Teks:
* * *
6.   SEBAGIAN FATWA IMAM AUZA’IE
 Beberapa fatwa Imam Al-Auza’i adalah sebagai berikut :
ð                                Apabila air –baik sedikit maupun banyak– terkena sesuatu yang mengandung najis lalu air itu tidak berubah warna, rasa maupun baunya, maka ia tidak najis. Dasar pendapat ini adalah hadits tentang badui yang kencing di masjid yang belakangan diriwayatkan oleh jamaah kecuali Imam Muslim dan hadits tentang kesucian air sumur yang belakangan diriwayatkan oleh Imam Ahmad, Abu Dawud, At-Tirmidzi, An-Nasa’i dan Asy-Syafi’i)
* * *
Catatan dataset anotasi titik
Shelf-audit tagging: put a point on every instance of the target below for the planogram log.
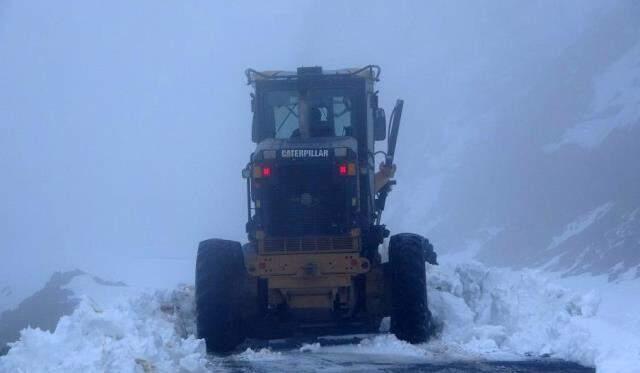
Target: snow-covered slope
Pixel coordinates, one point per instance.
(482, 313)
(551, 164)
(59, 297)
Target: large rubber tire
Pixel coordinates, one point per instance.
(410, 315)
(220, 282)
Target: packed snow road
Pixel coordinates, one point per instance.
(488, 320)
(381, 353)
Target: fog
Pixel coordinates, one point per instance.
(124, 125)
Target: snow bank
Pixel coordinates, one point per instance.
(151, 332)
(481, 313)
(494, 313)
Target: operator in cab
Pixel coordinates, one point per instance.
(320, 128)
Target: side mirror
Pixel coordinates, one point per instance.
(379, 125)
(255, 129)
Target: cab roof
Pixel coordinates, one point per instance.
(369, 72)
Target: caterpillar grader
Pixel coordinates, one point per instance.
(318, 260)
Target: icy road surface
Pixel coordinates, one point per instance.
(488, 320)
(382, 353)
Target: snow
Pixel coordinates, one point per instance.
(616, 104)
(141, 334)
(579, 225)
(481, 313)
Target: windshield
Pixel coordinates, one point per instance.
(329, 114)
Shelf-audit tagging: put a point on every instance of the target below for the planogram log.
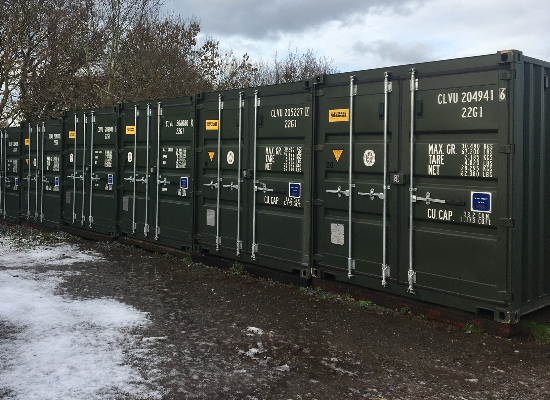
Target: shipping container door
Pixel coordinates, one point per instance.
(77, 164)
(137, 185)
(174, 155)
(220, 187)
(352, 213)
(11, 205)
(456, 152)
(3, 168)
(51, 133)
(29, 201)
(280, 136)
(101, 178)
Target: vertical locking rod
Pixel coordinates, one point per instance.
(134, 159)
(385, 268)
(146, 226)
(42, 173)
(92, 179)
(74, 168)
(29, 176)
(36, 172)
(351, 261)
(411, 274)
(83, 177)
(218, 238)
(254, 245)
(239, 242)
(159, 119)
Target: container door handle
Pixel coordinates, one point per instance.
(372, 194)
(338, 191)
(212, 185)
(232, 186)
(428, 199)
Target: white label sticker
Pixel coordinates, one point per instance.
(210, 217)
(337, 234)
(230, 157)
(369, 158)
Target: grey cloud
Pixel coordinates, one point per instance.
(396, 53)
(270, 18)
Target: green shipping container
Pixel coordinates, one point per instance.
(430, 182)
(10, 197)
(157, 168)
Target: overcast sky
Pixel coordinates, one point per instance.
(364, 34)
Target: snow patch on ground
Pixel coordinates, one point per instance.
(58, 347)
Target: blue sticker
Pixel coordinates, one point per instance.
(294, 190)
(481, 202)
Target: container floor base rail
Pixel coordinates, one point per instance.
(416, 307)
(86, 234)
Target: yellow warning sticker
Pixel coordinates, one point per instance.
(337, 154)
(339, 115)
(212, 124)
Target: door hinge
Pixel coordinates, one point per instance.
(508, 149)
(506, 222)
(506, 296)
(507, 75)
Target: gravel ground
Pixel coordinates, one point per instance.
(213, 334)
* * *
Tugas Latihan 1: Tuliskan ulang bagian teks fatwa Imam Al-Auza'i mulai dari "6.   SEBAGIAN FATWA" sampai "An-Nasa’i dan Asy-Syafi’i)", termasuk kedua batas itu, tanpa mengubah apa pun.
Tugas Latihan 2: Lanjutkan teks fatwa Imam Al-Auza'i mulai dari setelah kalimat terakhirnya.

Jawaban 1:
6.   SEBAGIAN FATWA IMAM AUZA’IE
 Beberapa fatwa Imam Al-Auza’i adalah sebagai berikut :
ð                                Apabila air –baik sedikit maupun banyak– terkena sesuatu yang mengandung najis lalu air itu tidak berubah warna, rasa maupun baunya, maka ia tidak najis. Dasar pendapat ini adalah hadits tentang badui yang kencing di masjid yang belakangan diriwayatkan oleh jamaah kecuali Imam Muslim dan hadits tentang kesucian air sumur yang belakangan diriwayatkan oleh Imam Ahmad, Abu Dawud, At-Tirmidzi, An-Nasa’i dan Asy-Syafi’i)

Jawaban 2:
ð     Fatwa lainnya, apabila bagian bawah sepatu terkena najis, lalu digosok-gosokkan ke tanah hingga najisnya hilang, maka sepatu itu telah suci dan seseorang boleh melaksanakan sambil mengenakan sepatu itu. Dasar fatwa ini adalah hadits yang diriwayatkan oleh Abu Said Al-Khudri, bahwasannya Nabi SAW bersabda, “Apabila seseorang diantara kalian datang ke masjid, maka hendaklah ia membalikkan alas kakinya. Jika ia melihat ada najis, hendaklah ia mengusap-usapkan ke tanah kemudian melaksanakan shalat sambil mengenakannya.”

7.   NASIHAT-NASIHAT IMAM AL-AUZA'IE
Ada beberapa nasihat  yang pernah disampaikan Imam Al-Auza’ie, antaranya ialah beliau pernah mengatakan kepada Walid bin Mazid,
“Apabila Allah menghendaki keburukkan untuk sesuatu , Allah membuka satu pintu suka berdebat dan Allah sulitkan mereka untuk beramal.”
Beliau juga menjelaskan akidah Ahli Sunnah. Sebagaimana yang diceritakan oleh Muhammad bin Katsir Al-Mashishi bahawa mendengar Al-Auza’ie mengatakan,
“Kami para tabi’in semuanya berpendapat bahawa Allah berada di atas Arsy, dan kami beriman terhadap semua keterangan tentang Allah yang terdapat dalam sunnah.”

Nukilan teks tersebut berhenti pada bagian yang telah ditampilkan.